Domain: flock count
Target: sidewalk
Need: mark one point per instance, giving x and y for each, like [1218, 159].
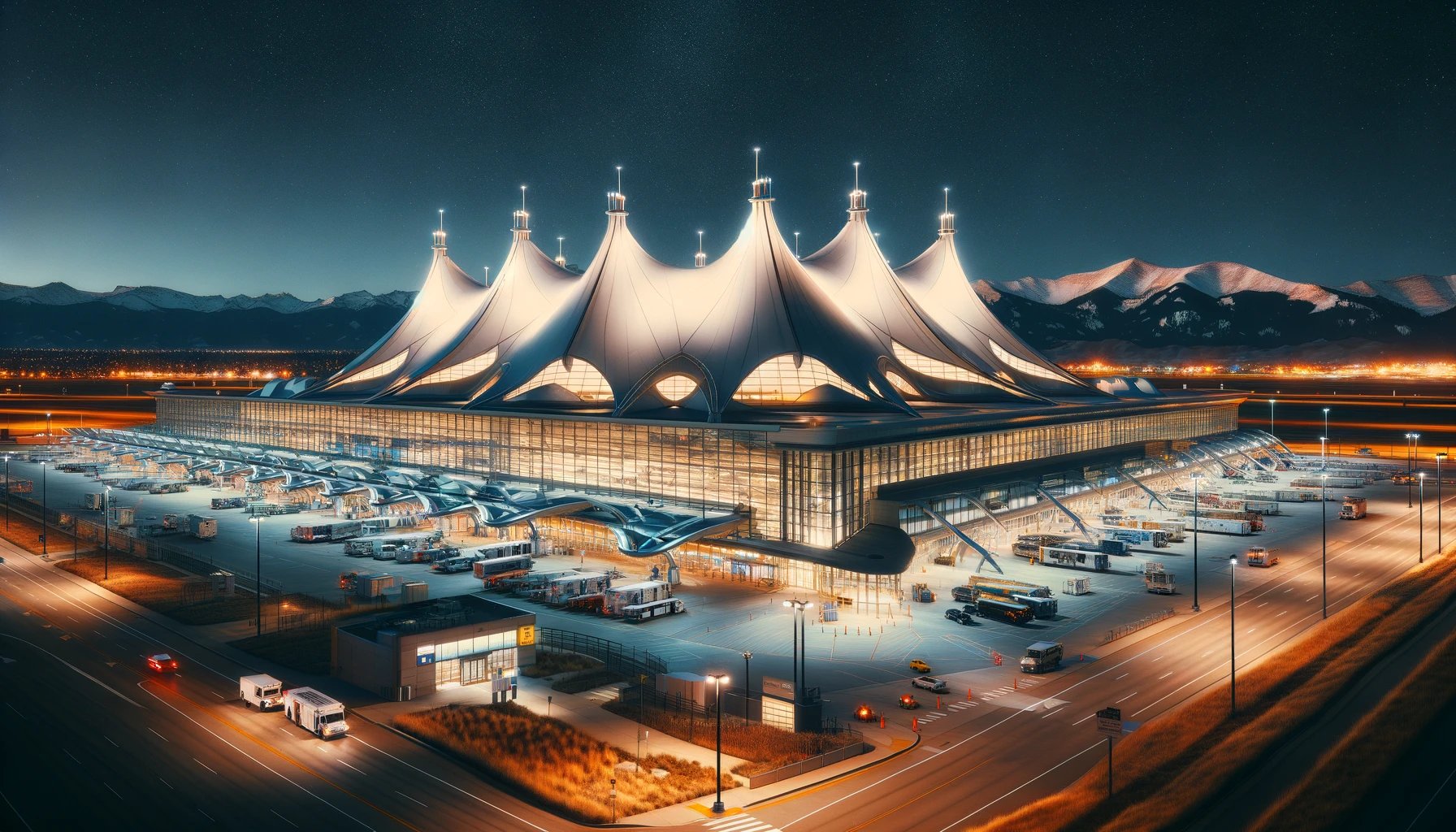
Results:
[584, 712]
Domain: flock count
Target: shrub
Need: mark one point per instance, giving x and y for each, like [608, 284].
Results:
[557, 762]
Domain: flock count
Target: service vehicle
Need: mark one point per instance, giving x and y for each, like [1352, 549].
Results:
[639, 613]
[1042, 657]
[1259, 557]
[202, 528]
[314, 713]
[930, 683]
[1003, 609]
[323, 532]
[261, 691]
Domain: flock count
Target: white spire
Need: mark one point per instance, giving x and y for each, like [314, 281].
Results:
[762, 185]
[856, 198]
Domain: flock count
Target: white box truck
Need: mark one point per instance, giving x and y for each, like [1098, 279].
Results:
[314, 713]
[261, 691]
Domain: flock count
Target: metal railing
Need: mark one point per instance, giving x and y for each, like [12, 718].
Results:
[619, 659]
[1130, 628]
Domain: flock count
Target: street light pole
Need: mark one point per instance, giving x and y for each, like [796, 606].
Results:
[1441, 458]
[720, 679]
[748, 682]
[1408, 470]
[1324, 462]
[1196, 479]
[1420, 522]
[258, 569]
[105, 525]
[44, 543]
[1324, 526]
[1233, 697]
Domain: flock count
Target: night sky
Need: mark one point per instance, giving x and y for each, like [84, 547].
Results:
[254, 148]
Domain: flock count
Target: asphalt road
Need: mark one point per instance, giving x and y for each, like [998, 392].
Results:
[95, 740]
[1014, 747]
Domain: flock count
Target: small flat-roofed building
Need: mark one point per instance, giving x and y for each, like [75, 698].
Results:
[424, 648]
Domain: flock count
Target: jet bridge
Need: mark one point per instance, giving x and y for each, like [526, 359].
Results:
[986, 556]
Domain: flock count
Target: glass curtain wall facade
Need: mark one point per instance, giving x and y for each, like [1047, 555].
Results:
[816, 497]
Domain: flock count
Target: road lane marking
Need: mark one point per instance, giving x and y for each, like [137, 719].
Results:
[446, 782]
[1022, 786]
[75, 668]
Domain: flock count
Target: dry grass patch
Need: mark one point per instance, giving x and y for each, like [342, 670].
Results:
[552, 662]
[27, 534]
[1176, 764]
[763, 747]
[1350, 771]
[306, 650]
[555, 762]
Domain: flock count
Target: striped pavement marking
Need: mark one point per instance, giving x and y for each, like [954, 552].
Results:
[739, 824]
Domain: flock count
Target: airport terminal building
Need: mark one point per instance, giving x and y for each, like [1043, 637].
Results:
[808, 420]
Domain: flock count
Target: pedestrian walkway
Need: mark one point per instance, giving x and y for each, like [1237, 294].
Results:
[740, 822]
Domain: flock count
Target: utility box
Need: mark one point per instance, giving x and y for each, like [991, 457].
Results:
[373, 586]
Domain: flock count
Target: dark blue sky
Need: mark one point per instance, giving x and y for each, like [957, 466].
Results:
[301, 148]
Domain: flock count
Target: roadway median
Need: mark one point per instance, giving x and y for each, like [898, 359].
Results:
[1167, 773]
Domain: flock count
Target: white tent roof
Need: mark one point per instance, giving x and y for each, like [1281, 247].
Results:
[939, 286]
[433, 325]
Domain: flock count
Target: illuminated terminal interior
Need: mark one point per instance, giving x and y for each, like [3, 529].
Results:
[805, 418]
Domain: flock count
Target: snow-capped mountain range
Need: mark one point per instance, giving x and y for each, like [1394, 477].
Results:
[1138, 280]
[154, 297]
[1129, 306]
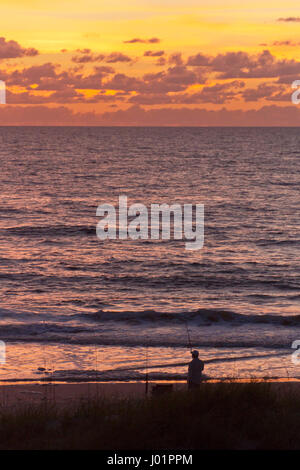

___

■ TASK TO COMPLETE
List every line in the items above that contains the word "marking", matching case exactly.

■ THE ANSWER
Target: road lane marking
Target: striped pavement marking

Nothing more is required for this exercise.